**What this task involves:** Copy out word for word the rows below, beginning with the line that has "on mountain in the provided photograph." and stopping after the line that has "38,262,181,287". Output only those lines.
--------------------------------------------------
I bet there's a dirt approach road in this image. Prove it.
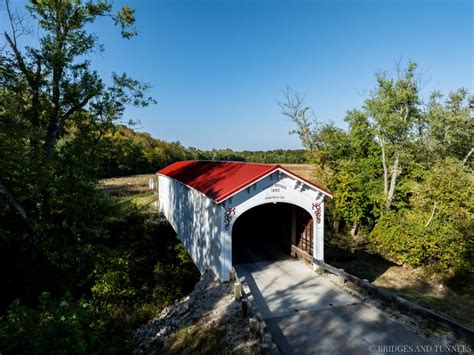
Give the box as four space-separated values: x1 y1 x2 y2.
235 258 432 354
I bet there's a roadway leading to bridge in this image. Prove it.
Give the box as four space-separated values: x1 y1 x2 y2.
235 258 431 354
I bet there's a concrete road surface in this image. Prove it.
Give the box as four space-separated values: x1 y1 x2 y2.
235 258 431 355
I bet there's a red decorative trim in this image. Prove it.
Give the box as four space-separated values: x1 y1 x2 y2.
313 202 321 223
224 207 235 230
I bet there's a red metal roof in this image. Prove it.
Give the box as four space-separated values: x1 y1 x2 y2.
158 160 332 203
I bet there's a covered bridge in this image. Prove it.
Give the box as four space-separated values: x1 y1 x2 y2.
157 160 332 281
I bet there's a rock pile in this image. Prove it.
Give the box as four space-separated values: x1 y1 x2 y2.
133 271 256 354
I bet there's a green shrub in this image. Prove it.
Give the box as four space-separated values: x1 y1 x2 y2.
370 211 472 276
0 293 110 354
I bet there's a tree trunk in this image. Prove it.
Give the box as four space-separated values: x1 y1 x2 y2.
385 152 400 211
425 202 437 227
462 148 474 165
351 222 359 240
380 136 388 196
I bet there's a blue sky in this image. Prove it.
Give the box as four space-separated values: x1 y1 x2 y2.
1 0 474 150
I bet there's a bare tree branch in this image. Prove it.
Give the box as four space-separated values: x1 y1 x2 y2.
462 147 474 165
0 181 28 224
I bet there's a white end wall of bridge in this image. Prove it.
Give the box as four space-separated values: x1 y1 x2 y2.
158 170 324 281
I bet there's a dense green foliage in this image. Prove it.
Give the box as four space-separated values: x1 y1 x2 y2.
280 63 474 279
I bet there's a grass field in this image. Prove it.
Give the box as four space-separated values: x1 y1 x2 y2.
100 174 158 206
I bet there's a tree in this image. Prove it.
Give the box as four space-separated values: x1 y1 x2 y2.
364 62 420 210
425 88 474 164
0 0 153 223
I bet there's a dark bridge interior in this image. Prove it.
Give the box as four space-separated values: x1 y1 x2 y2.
232 203 313 265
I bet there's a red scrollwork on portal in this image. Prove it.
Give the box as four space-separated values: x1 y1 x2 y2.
224 207 235 230
313 202 321 223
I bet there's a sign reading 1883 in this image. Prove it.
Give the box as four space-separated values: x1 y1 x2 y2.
265 184 287 200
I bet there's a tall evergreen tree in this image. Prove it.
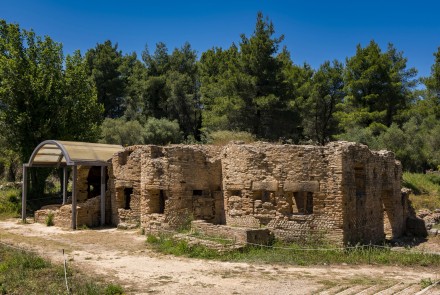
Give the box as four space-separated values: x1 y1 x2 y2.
339 41 417 127
302 61 344 145
86 40 126 118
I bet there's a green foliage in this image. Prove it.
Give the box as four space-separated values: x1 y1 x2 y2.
136 43 201 139
86 40 126 118
144 118 183 145
0 245 123 295
45 212 55 226
100 118 144 146
200 13 297 140
205 130 256 145
301 61 344 145
0 187 21 217
101 118 183 146
147 235 440 266
403 172 440 210
338 41 417 128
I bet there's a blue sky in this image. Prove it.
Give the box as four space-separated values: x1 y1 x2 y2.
0 0 440 76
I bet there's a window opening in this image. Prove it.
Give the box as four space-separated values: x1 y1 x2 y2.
292 192 313 214
159 190 165 214
193 189 203 196
124 187 133 210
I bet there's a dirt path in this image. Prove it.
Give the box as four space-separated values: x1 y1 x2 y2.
0 220 440 294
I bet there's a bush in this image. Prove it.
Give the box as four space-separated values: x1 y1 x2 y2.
144 118 183 145
206 130 256 145
0 188 21 217
45 212 54 226
100 118 144 146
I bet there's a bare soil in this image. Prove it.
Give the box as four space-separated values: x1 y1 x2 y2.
0 219 440 294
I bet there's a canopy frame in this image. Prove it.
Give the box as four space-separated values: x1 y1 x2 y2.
21 140 124 229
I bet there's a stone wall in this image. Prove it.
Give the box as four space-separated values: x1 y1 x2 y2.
140 145 224 228
108 146 143 225
341 143 407 244
222 143 343 241
105 142 407 244
34 197 101 228
191 220 273 245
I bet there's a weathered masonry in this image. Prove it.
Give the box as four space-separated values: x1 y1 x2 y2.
29 142 409 244
109 142 408 244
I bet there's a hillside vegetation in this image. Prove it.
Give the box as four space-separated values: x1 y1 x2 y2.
402 172 440 211
0 12 440 198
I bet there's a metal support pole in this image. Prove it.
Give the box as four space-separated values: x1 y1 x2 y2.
101 166 105 226
21 165 28 223
72 165 77 229
63 166 68 205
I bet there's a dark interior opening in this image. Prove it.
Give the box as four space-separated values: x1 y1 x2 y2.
231 190 241 197
87 166 108 199
293 192 313 214
124 187 133 210
193 189 203 196
159 190 165 214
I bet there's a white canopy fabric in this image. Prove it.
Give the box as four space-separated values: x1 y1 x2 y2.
27 140 124 167
21 140 124 229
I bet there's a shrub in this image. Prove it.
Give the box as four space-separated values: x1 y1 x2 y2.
144 118 183 145
206 130 256 145
100 118 144 146
45 212 54 226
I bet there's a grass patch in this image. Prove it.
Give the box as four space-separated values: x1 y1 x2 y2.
403 172 440 210
147 235 440 266
0 245 123 295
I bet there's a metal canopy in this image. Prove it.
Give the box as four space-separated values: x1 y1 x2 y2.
27 140 124 167
21 140 124 229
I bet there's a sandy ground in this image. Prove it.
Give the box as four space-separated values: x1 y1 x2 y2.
0 220 440 294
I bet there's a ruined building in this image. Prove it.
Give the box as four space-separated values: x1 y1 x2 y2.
31 142 409 244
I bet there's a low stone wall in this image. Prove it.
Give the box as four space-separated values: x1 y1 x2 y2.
191 220 273 245
34 197 101 228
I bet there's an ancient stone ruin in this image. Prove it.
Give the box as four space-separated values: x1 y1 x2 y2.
36 142 416 245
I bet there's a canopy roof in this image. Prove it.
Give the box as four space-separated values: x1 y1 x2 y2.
27 140 124 166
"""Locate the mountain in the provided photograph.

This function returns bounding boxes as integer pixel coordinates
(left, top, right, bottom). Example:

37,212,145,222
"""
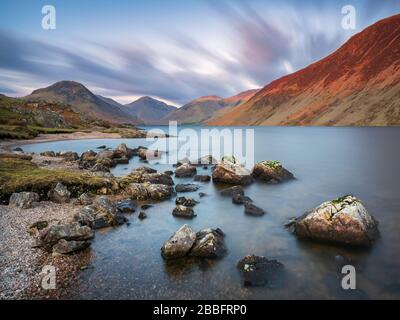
207,14,400,126
125,96,176,124
164,90,258,124
24,81,137,124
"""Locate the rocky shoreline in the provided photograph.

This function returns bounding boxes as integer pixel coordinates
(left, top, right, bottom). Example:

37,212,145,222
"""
0,144,379,299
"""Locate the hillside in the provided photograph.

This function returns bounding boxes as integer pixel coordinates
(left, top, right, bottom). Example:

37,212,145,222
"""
208,15,400,126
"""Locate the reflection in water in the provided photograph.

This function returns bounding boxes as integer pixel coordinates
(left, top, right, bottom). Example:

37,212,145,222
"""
23,127,400,299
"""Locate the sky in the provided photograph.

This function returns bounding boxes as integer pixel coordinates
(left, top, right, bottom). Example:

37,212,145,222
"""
0,0,400,106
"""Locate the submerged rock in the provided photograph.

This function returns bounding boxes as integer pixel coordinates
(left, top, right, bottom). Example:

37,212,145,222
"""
238,255,284,286
161,224,196,259
189,229,226,258
175,197,198,207
244,202,265,216
172,205,196,218
221,186,244,197
175,163,197,178
47,182,71,203
194,175,211,182
251,160,294,183
175,183,200,192
290,195,379,247
212,160,253,185
9,192,39,209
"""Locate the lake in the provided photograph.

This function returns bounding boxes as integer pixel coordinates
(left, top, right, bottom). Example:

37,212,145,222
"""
22,127,400,299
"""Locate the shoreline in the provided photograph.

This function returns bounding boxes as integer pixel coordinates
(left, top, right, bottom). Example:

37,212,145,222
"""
0,131,123,151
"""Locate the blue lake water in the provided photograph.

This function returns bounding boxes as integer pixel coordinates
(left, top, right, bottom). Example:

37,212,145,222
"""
22,127,400,299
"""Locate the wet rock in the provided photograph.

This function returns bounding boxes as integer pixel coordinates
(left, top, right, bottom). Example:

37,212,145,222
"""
161,224,196,259
40,222,94,251
9,192,39,209
175,163,197,178
138,211,147,220
292,195,379,247
212,158,253,185
52,239,90,254
238,255,284,286
40,151,56,157
244,202,265,216
59,151,79,161
175,183,200,192
251,160,294,183
194,155,218,166
47,182,71,203
78,192,95,206
232,194,253,204
172,205,196,218
125,183,174,200
115,199,137,213
175,197,198,207
114,143,134,159
221,186,244,197
194,175,211,182
189,229,226,258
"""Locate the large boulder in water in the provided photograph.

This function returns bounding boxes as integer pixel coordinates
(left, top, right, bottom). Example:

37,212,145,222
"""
9,192,39,209
47,182,71,203
189,228,226,258
161,224,196,259
251,160,294,183
212,157,253,185
288,195,379,247
175,163,197,178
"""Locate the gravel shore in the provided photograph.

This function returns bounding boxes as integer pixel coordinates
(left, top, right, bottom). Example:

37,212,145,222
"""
0,202,91,299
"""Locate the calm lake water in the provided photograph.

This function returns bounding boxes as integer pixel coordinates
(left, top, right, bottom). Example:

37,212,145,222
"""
23,127,400,299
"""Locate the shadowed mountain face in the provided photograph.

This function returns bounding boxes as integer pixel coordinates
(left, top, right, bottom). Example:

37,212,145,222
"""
164,90,258,124
125,97,176,124
24,81,138,124
208,15,400,126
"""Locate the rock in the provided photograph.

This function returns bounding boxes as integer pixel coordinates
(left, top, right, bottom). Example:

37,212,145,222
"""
194,175,211,182
251,160,294,183
232,194,253,204
175,183,200,192
175,163,197,178
138,211,147,220
40,222,94,249
293,195,379,247
80,150,97,161
29,220,49,230
47,182,71,203
172,205,196,218
194,155,218,166
40,151,56,157
115,199,137,213
175,197,198,207
161,224,196,259
221,186,244,197
78,192,95,206
238,255,284,286
125,182,174,200
53,239,90,254
114,143,134,159
244,202,265,216
74,206,97,227
9,192,39,209
212,161,253,185
189,229,226,258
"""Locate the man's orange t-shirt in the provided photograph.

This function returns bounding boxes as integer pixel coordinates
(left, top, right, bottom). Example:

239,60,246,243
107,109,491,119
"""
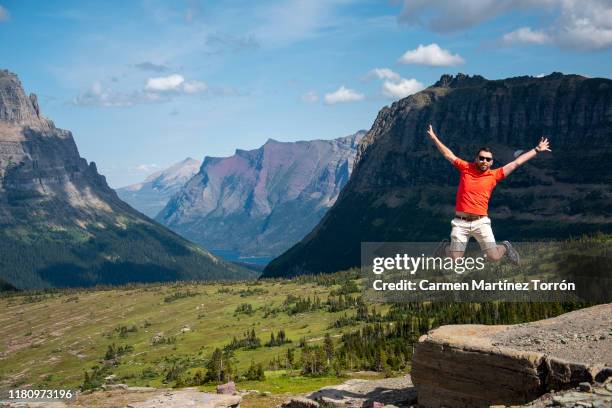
453,159,505,215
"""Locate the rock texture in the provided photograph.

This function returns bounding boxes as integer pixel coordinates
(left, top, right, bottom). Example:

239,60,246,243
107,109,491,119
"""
411,304,612,408
157,132,365,256
307,375,416,408
263,73,612,277
0,71,255,288
126,388,242,408
116,157,202,218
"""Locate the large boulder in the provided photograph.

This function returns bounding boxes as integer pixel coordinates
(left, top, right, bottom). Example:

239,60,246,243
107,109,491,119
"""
412,304,612,407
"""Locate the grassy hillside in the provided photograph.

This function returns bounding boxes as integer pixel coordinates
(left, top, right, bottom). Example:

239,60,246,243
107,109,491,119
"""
0,271,579,393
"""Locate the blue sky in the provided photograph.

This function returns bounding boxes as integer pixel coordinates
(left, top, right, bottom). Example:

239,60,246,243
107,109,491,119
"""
0,0,612,187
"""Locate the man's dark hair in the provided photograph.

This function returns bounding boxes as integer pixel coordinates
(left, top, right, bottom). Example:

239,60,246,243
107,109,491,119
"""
476,146,493,156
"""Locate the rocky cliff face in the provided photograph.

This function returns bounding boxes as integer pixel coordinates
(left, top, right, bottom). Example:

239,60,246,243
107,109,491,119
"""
157,132,364,256
0,70,253,288
116,157,202,218
263,73,612,276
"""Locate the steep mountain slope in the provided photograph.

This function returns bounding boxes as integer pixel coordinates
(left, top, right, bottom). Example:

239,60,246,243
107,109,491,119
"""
0,70,254,288
262,73,612,277
115,157,202,218
157,131,365,256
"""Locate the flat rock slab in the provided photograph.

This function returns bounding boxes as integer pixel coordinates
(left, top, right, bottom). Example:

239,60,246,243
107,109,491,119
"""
521,383,612,408
412,304,612,408
126,389,242,408
490,304,612,366
307,375,416,408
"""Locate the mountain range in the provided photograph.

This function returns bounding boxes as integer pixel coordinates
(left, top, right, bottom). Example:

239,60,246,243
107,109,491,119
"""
262,73,612,277
0,70,256,289
156,135,365,257
115,157,202,218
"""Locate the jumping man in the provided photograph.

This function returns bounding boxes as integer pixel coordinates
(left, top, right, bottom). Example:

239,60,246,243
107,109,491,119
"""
427,125,551,265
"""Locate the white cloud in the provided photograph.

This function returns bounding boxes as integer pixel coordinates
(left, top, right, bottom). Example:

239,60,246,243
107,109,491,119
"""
145,74,207,93
145,74,185,92
0,5,11,23
73,74,208,107
183,81,208,93
398,43,465,67
301,91,319,103
73,81,161,107
324,85,365,105
382,78,425,98
398,0,612,51
398,0,560,33
134,163,159,173
502,27,550,44
366,68,401,81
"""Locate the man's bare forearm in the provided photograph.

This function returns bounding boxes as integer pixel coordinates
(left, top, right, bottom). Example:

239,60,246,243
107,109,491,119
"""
427,126,457,162
504,148,538,176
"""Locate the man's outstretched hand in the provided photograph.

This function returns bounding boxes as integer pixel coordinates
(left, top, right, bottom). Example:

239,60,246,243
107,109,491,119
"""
536,137,551,153
427,125,436,138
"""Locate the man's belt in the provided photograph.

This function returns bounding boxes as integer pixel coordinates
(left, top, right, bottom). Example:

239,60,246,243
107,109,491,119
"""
455,214,486,221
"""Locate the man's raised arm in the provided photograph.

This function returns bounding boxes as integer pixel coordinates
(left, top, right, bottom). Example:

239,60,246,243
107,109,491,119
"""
427,125,457,163
503,137,551,177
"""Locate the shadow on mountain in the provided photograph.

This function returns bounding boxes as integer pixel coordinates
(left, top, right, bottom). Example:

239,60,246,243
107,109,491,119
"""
38,262,181,287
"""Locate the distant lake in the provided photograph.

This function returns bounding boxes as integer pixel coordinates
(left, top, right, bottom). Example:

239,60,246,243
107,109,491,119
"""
209,249,273,266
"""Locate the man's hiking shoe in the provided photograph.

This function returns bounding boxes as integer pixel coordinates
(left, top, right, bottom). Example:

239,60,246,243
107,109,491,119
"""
434,239,448,258
502,241,521,265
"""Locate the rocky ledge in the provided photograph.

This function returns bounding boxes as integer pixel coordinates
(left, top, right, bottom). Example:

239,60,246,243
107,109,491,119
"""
412,304,612,407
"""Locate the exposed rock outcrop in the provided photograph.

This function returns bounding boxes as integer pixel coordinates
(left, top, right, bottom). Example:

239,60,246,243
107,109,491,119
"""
0,70,256,289
411,304,612,408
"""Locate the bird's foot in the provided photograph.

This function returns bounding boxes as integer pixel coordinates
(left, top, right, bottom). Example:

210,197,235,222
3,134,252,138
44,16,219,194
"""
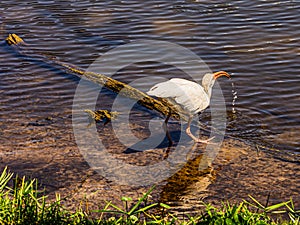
194,137,215,144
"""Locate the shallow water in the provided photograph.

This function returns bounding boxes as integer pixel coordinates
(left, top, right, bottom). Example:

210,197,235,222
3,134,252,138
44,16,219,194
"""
--------------------------------------------------
**Final result:**
"""Locate the shadow on mountain in the provided photograph.

This function returns bounding boxes as integer pixel coordinates
(left, top, right, bottom). Example:

239,60,246,243
107,109,491,119
"""
38,262,181,287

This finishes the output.